* Die Aufgabe: Schreib die Datensätze vom Anfang bis einschließlich der Zeile mit „Draw the outline of every instance of the orchid“ Wort für Wort ab.

· · · ·

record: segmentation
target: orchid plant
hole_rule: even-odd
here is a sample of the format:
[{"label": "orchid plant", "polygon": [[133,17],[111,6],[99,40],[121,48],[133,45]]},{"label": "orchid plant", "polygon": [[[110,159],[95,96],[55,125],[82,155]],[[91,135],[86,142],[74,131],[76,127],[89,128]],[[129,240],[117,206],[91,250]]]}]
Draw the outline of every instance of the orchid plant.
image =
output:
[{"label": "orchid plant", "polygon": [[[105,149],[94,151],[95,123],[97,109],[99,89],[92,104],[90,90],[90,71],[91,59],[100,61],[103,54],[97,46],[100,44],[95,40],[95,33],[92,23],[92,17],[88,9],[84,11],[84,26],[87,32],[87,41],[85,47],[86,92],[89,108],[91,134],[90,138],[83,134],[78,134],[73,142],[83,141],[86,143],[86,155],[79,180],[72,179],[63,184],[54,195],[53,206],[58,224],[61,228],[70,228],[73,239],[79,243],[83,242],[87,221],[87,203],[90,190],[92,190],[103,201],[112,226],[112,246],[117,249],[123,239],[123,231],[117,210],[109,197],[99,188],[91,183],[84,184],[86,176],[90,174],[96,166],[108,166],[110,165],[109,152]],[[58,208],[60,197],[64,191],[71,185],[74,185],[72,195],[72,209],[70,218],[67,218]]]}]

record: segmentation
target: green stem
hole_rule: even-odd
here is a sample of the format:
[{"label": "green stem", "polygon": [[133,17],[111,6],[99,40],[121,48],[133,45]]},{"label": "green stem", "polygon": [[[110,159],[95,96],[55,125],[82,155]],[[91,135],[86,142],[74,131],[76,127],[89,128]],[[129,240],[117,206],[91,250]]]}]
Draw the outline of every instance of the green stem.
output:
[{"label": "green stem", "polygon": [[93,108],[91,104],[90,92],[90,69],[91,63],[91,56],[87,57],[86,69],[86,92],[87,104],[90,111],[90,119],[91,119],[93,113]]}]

· · · ·

* Lösung:
record: segmentation
target: orchid plant
hole_rule: even-odd
here is a sample of the format:
[{"label": "orchid plant", "polygon": [[133,17],[111,6],[99,40],[121,48],[133,45]]},{"label": "orchid plant", "polygon": [[[110,159],[95,96],[55,125],[82,155]],[[91,135],[86,142],[74,131],[76,127],[89,128]],[[129,240],[117,206],[91,250]]]}]
Draw the outline of every instance of the orchid plant.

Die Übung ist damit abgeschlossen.